→ **KUTIPAN DOKUMEN**
“ Bendera, Suka, Duka Bagi Aceh ”
Menyoa persoalan bendera seakan tidak pernah habisnya dalam
peradaban masyarakat aceh, fenomena lambang dan bendera, bergulir seiring
jalanyan waktu mulai masa kejayaan, kerajaan, keterpurukan, konflik Gam dan
sampai sekarang ( Aceh Damai ) begitu melekat dalam tatanan keseharian
masyarakat.
Bagi sebagian kalangan, terkadang benda itu sering menjadi
perdebatan, pro-kontra dalam memaknai keabsahan bendera, hal itu tidak dapat
diartikan sebagai sikap penolakan terhadap keberadaan bendera diaceh, melainkan
sudah terlalu banyaknya benda yang bersifat simbolik itu, bahkan bagi sebagian
kalangan sudah mengangapnya sakral.
Keberangaman ini tidak terselepas dari masa lalu aceh yang
diduduki oleh berbagai suku dan budaya, bila merujuk pada sejarah. aceh, selain
mempunyai beberapa kejaan juga memiliki berbagai bendera sebagai simbol dalam
sebuah kerajaan tertentu, dapat kita maklumi bila kehadiran Qanun bendera
baru-baru ini menjadi perdebatan diaceh.

→ **TUGAS SINGKAT**
Lanjutkan tulisan tentang bendera di Aceh di atas, mulai tepat setelah kalimat terakhirnya.

→ **INFORMASI YANG DIBERIKAN**

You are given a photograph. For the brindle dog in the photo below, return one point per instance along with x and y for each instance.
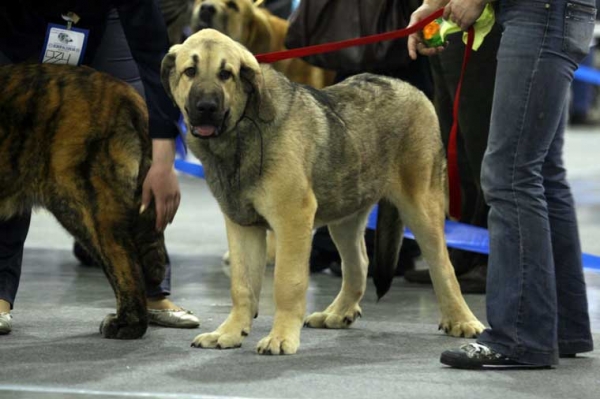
(289, 158)
(75, 141)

→ **JAWABAN TERTULIS**
Sepanjang konflik Gam, bendera yang pernah dimiliki aceh masa
lalu tenggelam bersamaan pemerintahan kerajaan, dan bendera itu hanya menjadi
hiasan, barang pajangan sebagai saksi sejarah. dan yang muncul kemudian adalah
bendera berlambangkan bulan bintang, bercorak garis putih hitam dan dipadu oleh
warna kemerahan sebagai simbol perlawanan gerakan aceh merdeka terhadap
pemerintahan Indonesia
yang diprakarsai Tgk. Hasan Tiro.
Pasca damai, simbul-simbul yang berbaur pisah atau merdeka
itu tidak diperbolehkan, begitulah tertera disalahsatu poin kesepakatan MoU
Helsinki, tidak tertutup kemungkinan bendera Bulan Bintang (Bendera Gam). Meskipun dipoin yang lain, membolehkan bagi
Aceh, untuk memiliki Bendera, Himne dan Lambang sendiri.
Sebagai perwujudan amanah MoU Helsiki itu, baru-baru ini
Dewan Perwakilan Rakyat Aceh (DPRA) mengesahkan sebuah qanun yang berkenaan
dengan bendera aceh, sehari setelah pengetukan palu, disambut oleh arak-arakan
bendera bulan bintang dibeberapa wilayah diaceh. beberapa minggu sebelumnya,
salah satu media Online juga memberitakan hal yang sama, munkin tempat dan
momen yang berbeda, “serombongan para Intat Linto ( Hantar Pengantin ) di
Swedia mengibarkan bendera Gam pada saat prosesi adat itu berlangsung.
Cukup unik, bila kita Diaceh para rombogan Intat Linto membawakan “Teube Meu On” dan kelapa muda. diswedia
cukup membawa bendera. Ada-ada saja memang orang kita, atau mungkinkah
disana tidak ada tebu dan hanya mereka yang tau, sebenarnya bukan ini yang
ingin disampaikan karena hal ini tidak begitu penting menurut saya.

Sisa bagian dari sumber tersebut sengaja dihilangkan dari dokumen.